== Segment start ==

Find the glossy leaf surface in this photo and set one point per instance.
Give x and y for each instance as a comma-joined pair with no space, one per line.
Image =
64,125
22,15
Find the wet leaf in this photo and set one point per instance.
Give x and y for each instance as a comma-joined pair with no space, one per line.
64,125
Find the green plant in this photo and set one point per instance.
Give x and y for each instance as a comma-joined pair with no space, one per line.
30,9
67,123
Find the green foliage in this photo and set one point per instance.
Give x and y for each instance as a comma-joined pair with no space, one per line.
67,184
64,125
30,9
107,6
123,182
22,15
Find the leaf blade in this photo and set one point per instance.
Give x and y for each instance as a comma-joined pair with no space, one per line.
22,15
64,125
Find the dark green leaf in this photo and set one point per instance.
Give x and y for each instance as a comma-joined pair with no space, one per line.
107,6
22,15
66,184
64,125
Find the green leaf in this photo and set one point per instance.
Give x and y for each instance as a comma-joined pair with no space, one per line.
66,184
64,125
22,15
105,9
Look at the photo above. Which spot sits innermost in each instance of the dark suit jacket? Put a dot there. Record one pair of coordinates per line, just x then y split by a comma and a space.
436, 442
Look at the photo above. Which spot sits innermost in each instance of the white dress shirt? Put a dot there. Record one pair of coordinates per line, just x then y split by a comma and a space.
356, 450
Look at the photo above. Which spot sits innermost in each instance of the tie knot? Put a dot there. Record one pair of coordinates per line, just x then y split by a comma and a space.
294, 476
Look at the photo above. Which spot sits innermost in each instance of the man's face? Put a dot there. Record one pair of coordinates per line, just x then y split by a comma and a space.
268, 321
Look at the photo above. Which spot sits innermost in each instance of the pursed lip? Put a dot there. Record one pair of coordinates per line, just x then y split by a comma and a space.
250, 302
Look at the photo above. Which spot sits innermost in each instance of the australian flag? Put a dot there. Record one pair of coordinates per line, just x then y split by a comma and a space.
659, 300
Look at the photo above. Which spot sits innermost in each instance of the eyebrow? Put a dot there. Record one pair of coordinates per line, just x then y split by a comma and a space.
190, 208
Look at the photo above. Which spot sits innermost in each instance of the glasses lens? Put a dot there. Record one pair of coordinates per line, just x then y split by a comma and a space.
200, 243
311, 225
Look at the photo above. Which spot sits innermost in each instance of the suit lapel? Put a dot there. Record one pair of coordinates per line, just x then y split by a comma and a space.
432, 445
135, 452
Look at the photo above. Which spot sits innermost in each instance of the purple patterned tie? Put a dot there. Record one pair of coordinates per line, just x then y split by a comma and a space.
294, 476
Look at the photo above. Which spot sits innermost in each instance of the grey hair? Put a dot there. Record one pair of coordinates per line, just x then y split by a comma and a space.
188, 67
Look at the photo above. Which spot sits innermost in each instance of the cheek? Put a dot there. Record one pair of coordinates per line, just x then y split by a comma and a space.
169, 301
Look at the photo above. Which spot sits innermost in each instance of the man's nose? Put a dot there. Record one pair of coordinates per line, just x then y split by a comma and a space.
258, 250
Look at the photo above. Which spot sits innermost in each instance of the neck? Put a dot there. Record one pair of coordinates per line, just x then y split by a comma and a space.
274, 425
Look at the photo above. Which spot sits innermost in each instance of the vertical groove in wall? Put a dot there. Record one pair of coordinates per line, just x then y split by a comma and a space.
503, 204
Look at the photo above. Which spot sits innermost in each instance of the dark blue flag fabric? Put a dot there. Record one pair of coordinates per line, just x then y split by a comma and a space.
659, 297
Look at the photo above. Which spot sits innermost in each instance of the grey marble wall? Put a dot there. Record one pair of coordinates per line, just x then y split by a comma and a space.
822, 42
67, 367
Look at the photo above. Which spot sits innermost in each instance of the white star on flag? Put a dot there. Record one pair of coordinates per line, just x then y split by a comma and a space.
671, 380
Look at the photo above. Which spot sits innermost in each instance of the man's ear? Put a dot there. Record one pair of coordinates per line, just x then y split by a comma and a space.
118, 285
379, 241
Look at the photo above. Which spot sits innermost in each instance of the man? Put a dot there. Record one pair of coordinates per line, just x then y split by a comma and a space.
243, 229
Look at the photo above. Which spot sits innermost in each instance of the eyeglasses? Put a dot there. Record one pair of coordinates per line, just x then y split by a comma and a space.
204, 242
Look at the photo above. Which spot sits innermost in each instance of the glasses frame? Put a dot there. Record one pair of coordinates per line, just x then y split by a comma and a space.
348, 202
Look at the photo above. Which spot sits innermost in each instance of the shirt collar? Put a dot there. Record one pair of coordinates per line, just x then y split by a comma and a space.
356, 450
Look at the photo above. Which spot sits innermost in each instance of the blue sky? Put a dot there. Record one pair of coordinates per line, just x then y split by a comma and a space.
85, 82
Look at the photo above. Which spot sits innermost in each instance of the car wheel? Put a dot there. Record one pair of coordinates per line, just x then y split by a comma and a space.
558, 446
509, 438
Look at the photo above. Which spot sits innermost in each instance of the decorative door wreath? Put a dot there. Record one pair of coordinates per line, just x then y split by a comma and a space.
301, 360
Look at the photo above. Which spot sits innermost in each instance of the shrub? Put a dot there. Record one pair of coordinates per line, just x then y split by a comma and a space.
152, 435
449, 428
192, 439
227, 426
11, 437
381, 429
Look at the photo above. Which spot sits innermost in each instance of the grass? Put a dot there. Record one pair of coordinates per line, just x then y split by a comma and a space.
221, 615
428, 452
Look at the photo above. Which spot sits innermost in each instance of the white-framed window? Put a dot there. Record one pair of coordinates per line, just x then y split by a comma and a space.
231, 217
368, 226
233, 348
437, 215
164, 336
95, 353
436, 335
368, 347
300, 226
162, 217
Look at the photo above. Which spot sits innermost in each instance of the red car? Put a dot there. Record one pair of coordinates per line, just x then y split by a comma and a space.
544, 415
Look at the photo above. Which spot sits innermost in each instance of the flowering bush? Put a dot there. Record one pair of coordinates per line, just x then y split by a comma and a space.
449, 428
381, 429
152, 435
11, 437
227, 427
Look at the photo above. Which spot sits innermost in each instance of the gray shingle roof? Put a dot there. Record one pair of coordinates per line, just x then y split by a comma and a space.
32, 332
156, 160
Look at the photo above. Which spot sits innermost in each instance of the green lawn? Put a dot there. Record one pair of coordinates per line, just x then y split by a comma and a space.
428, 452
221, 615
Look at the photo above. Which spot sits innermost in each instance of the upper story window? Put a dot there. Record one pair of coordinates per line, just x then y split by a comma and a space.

== Segment end ==

Exercise goal: Give back all of the entries exactly as written.

Exercise output:
Find the glossy leaf surface in this photo and set one point per instance.
Give x and y for each instance as a comma-joined pair with no space, one per line.
Image =
64,125
22,15
Find the wet leaf in this photo and set one point per instance.
Give x and y for each instance as a comma-joined pair with no space, one per line.
64,125
Find the green plant in this photo and set one point per instance.
Give x and y for each instance as a comma-joined pair with no space, one per line.
30,9
67,123
Find the green foliage in this photo and set one point per instance.
Give x and y for each instance as a comma-joined pair with no space, one per line.
67,184
64,125
30,9
107,6
123,182
22,15
Find the leaf blade in this photo and set one point per instance.
Give x and y for each instance as a comma-joined pair with no space, one per line.
22,15
64,125
Find the dark green leaf in this photo and set one point per instance.
Give x and y for each instance as a comma-joined pair with no space, one per line.
107,6
22,15
66,184
64,125
Find the green leaf in this photo and set one point per instance.
Give x and y for each instance as a comma-joined pair with no space, one per line.
66,184
64,125
22,15
105,9
Look at the photo above. Which spot sits innermost in each instance of the dark suit jacket? Put a dot there. Record one pair of coordinates per line, just x then y split by a comma and a space.
436, 442
Look at the photo above. Which spot sits innermost in each instance of the white dress shirt? Put a dot there. Record one pair of coordinates per line, just x then y split by a comma and a space.
356, 450
Look at the photo above. Which spot sits innermost in each instance of the tie knot? Put a dot there. Record one pair of coordinates per line, just x then y split by a comma and a space.
294, 476
Look at the photo above. Which spot sits innermost in each instance of the man's face? Put a dot there. Record one pair of coordinates per line, just x then y split by a comma and a space.
268, 321
Look at the photo above. Which spot sits innermost in each instance of the pursed lip? Put a dot there. Record one pair of coordinates per line, just x then y split by a comma and a space.
250, 302
Look at the photo above. Which spot sits innermost in each instance of the australian flag? Put a dot there. Record one pair of coordinates per line, just x then y split by a comma and a space.
659, 300
Look at the photo above. Which spot sits innermost in each instance of the eyebrow? Put a dot there. Record one pair of coordinates per line, just x then y split by a comma and a space.
190, 208
Look at the photo above. Which spot sits innermost in each instance of the glasses lens? Put a dot there. Record one pair of coordinates per line, just x then y split by a comma and a space.
200, 243
311, 225
Look at the photo above. Which spot sits innermost in each instance of the suit lapel? Put a dot there. Record one pair of coordinates per line, just x then y split by a comma and a space.
432, 445
135, 452
Look at the photo above. Which spot sits innermost in each instance of the purple patterned tie? Put a dot there. Record one pair of coordinates per line, just x then y split by a comma and a space.
294, 476
Look at the photo above. Which spot sits innermost in each instance of the grey hair? Put a dot there. Record one pair of coordinates per line, just x then y split by a comma and a space.
188, 67
Look at the photo above. Which spot sits innermost in each instance of the cheek? Put a dot there. Record one pair of coordinates per line, just x then y split by a comma and a space.
169, 301
Look at the photo above. Which spot sits innermost in each instance of the man's nose? Put a dot there. Record one pair of coordinates per line, just x then y split by a comma and a space.
258, 250
Look at the photo above. Which spot sits innermost in each instance of the neck? Put a dot there. Record one pair of coordinates per line, just x then y split by a comma and a space.
274, 425
Look at the photo above. Which spot sits innermost in each instance of the vertical groove in wall? Put a dot there. Record one pair of coordinates per line, just x then y split by a comma and a space.
503, 204
Look at the photo above. Which spot sits innermost in each instance of the dark blue flag fabric? Put a dot there. Record one pair of coordinates per line, just x then y split by a comma and a space.
659, 297
Look at the photo above. Which spot sits innermost in each instance of the grey marble wall? Put a dot there. Record one pair of coordinates per line, just x then y split by a comma and a space.
822, 42
67, 367
Look at the photo above. Which spot sits innermost in each instance of the white star on flag? Put a dot there. Record one pair of coordinates per line, just x then y split by a comma and a space.
671, 380
Look at the photo above. Which spot sits innermost in each instance of the man's ear? Put a dot there. Record one pair of coordinates per line, just x then y split by a comma and a space.
118, 285
379, 241
Look at the photo above. Which spot sits innermost in each instance of the man? Put a dot there. Record one pair of coordinates per line, just x then y split by a comma and a space.
243, 229
Look at the photo above. Which spot sits innermost in each instance of the eyeglasses? Put a dot there. Record one pair of coordinates per line, just x then y split by a comma and a space.
204, 242
Look at the photo above. Which spot sits innermost in each instance of the glasses frame? Put a dot there. Record one pair of coordinates per line, just x then y split by a comma and a space.
348, 202
Look at the photo above. Which spot sits innermost in each instance of the shirt collar? Put a dot there. Record one pair of coordinates per line, just x then y split by a comma and a space.
356, 450
Look at the photo above. Which spot sits innermost in each instance of the blue sky? Put a dot there. Record one pair of coordinates per line, just x then y split by a comma and a space.
85, 82
Look at the photo above. Which spot sits innermost in each instance of the car wheel? Put a dot there. Record one pair of coordinates per line, just x then y split by a comma and a space.
558, 446
509, 438
Look at the photo above. Which spot sits innermost in each instance of the decorative door wreath? Put a dot there. Record one pair of coordinates per line, just x then y split by a comma and a space.
301, 360
Look at the photo above. Which spot sits innermost in each instance of the shrub? Put a dot there. Record one pair of coordinates per line, just x then y split by a comma and a space.
152, 435
449, 428
192, 439
227, 426
11, 437
381, 429
Look at the photo above. Which spot sits innermost in each instance of the grass? Put a dot there. Record one pair of coordinates per line, just x then y split by a comma and a space.
221, 615
428, 452
Look at the photo above. Which spot sits innermost in each instance of the white-framed window? Put a dot there. Record one pair of coordinates per line, just x then y split by a comma and a space.
231, 217
368, 226
233, 348
437, 215
164, 336
95, 353
436, 335
368, 347
300, 226
162, 217
Look at the photo above. Which spot sits innermost in each instance of the red car? Put a dot there. Record one pair of coordinates per line, just x then y split by a comma and a space.
544, 415
Look at the photo above. Which spot sits innermost in each instance of the flowering bush? Put a dot there. Record one pair of coordinates per line, just x then y split by a comma and a space.
449, 428
381, 429
152, 435
11, 437
227, 427
Look at the photo above. Which spot sits innermost in each instance of the gray shingle roof? Put a dot there. Record one pair of coordinates per line, just x then y split by a comma and a space.
32, 332
156, 160
Look at the photo above. Which spot sits innermost in each instance of the green lawn? Put a dot there. Record one pair of coordinates per line, just x then y split by a comma and a space.
428, 452
221, 615
Look at the photo above. Which spot sits innermost in each instance of the upper story window? Put a dot there. Record one pair of coordinates per line, just x then y split by a comma and a space.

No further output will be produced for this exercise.